WEDNESDAY, FEBRUARY 10, 1932

HOUSE OF REPRESENTATIVES, COMMITTEE ON INSULAR AFFAIRS, Washington, D. C.

The committee met at 10.13 o'clock a. m., Hon. Butler B. Hare (chairman) presiding.

The CHAIRMAN. The committee will come to order.

We have with us this morning the Secretary of War, Mr. Hurley, and I am quite sure he would like to proceed with his statement without interruption, and I am sure the committee is anxious to hear what he has to say, with as little interruption as possible.

STATEMENT OF HON. PATRICK J. HURLEY, SECRETARY OF WAR Secretary HURLEY. Mr. Chairman and gentlemen of the committee, members of the Filipino delegation:

In response to what the chairman has said, I would like to say that I have no objection whatever to interruptions or questions, and I hope that when I leave the stand every member will have satisfied himself upon any subject I discuss, because that is my purpose in appearing before this committee.

I believe that no one should approach either side of this problem without having first convinced himself that he has a profound respect for the aspirations of the Filipino people. I am going to turn my argument around this morning by stating to you in the very beginning what I consider to be the fundamental conclusions that I have reached in my own study of this problem. After that I will attempt to present the facts and, to some extent, the arguments. The political chaos in the Orient to-day is such that in my opinion this is no time to deal with Philippine independence. The present legislation directed to that end would serve the interests of neither the Filipino people nor the United States.

Until the Filipino people shall have made greater progress toward economic independence political independence would merely invite revolution and anarchy. All the measures necessary for the attainment of economic independence can not be determined in advance. The political and social institutions of the Filipino people are not yet developed to a point where the stability of an independent. government would be reasonably assured.

→ To do
1. Repeat word for word the part of the hearing transcript that opens with the words containing "I believe that" and closes with "the United States.".
2. According to the hearing transcript, who presided over the committee?
3. Supply the next part of the hearing transcript, starting right after its final sentence.
The rows that come after the hearing transcript are not needed for anything here.

→ Data records
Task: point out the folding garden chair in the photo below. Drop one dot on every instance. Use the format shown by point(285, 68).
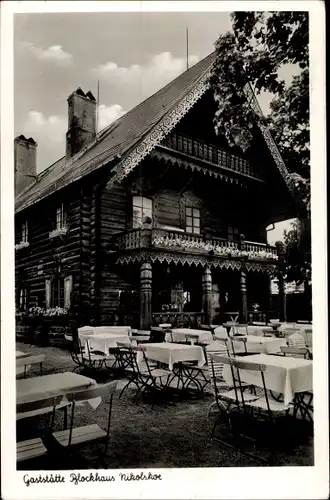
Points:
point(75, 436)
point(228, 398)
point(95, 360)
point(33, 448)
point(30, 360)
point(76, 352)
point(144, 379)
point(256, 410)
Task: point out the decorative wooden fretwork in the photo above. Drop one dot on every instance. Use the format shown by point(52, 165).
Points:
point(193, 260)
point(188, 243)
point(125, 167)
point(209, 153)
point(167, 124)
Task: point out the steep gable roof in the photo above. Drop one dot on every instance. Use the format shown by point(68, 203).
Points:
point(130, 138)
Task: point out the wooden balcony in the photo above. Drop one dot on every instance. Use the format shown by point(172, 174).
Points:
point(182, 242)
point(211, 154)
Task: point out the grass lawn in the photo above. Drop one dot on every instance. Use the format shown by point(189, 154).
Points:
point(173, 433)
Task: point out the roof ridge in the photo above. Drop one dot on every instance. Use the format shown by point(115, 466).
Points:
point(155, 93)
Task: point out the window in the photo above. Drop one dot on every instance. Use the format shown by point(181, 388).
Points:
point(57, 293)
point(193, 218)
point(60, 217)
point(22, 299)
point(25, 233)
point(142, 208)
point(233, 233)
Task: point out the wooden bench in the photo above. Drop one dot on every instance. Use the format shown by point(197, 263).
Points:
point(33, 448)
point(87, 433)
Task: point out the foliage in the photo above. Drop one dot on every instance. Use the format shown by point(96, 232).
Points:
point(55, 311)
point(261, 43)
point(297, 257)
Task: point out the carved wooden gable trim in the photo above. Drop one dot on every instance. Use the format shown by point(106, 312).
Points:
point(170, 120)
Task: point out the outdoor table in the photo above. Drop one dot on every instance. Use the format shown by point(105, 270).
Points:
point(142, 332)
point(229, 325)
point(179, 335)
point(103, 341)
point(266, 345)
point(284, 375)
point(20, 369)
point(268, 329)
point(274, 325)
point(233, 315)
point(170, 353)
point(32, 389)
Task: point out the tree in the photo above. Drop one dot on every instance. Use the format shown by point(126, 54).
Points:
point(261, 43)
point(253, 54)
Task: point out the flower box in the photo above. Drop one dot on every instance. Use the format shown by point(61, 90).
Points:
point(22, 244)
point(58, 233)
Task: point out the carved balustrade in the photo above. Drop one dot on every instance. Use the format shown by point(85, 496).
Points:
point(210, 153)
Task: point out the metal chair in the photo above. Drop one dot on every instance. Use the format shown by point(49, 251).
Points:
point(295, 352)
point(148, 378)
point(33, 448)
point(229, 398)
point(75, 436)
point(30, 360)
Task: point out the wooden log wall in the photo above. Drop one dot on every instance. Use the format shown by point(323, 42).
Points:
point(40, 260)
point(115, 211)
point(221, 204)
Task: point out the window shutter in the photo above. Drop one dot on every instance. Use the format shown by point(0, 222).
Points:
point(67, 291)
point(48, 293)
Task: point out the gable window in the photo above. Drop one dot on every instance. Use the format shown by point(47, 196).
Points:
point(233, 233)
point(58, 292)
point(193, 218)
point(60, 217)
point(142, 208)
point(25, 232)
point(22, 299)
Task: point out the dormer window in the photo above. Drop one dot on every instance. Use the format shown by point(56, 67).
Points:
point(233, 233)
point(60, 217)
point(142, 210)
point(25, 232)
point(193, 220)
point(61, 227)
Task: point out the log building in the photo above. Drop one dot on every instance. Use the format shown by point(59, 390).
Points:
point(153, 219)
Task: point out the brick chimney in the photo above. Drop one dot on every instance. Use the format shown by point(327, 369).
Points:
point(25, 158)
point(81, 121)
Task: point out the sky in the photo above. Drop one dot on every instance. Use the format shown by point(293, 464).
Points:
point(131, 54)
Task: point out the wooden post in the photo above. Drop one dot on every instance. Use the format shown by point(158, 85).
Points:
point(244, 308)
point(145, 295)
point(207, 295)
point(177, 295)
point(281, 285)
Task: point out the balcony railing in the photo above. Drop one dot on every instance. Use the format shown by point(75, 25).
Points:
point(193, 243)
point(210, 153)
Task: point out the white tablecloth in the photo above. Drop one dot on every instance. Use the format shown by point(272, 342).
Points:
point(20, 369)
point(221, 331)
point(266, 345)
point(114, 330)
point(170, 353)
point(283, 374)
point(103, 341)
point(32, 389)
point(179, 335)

→ Answers for the tasks
1.
I believe that no one should approach either side of this problem without having first convinced himself that he has a profound respect for the aspirations of the Filipino people. I am going to turn my argument around this morning by stating to you in the very beginning what I consider to be the fundamental conclusions that I have reached in my own study of this problem. After that I will attempt to present the facts and, to some extent, the arguments. The political chaos in the Orient to-day is such that in my opinion this is no time to deal with Philippine independence. The present legislation directed to that end would serve the interests of neither the Filipino people nor the United States.

2. Hon. Butler B. Hare, the chairman, presided.

3.
The most essential steps toward economic independence for the Philippine Islands are the establishment of stable trade relations, and greater diversification of Philippine agriculture and industry. Appropriate present measures to those ends include:

Legislation which will prevent excessive shipments to the United States of Philippine sugar and other Philippine products, the unrestricted entry of which to the United States on a duty-free basis may be prejudicial to American agriculture or industry or tend to undue expansion of a particular crop or industry of the Philippine Islands.

The enactment by the Philippine Legislature of tariff legislation which will give needed protection to American cotton textiles and to certain American farm and dairy products, thus tending to bring about a more balanced trade than now exists.

The immigration of Filipino labor to the United States is not to the best interests of either the Philippine Islands or the United States and equitable numerical limitation should be placed on such immigration accompanied by special provisions permitting the entry of public officials, students, and others ordinarily excepted from the full application of our immigration laws. Immigration regulation should not be based on racial grounds during the period of American sovereignty in the Philippine Islands.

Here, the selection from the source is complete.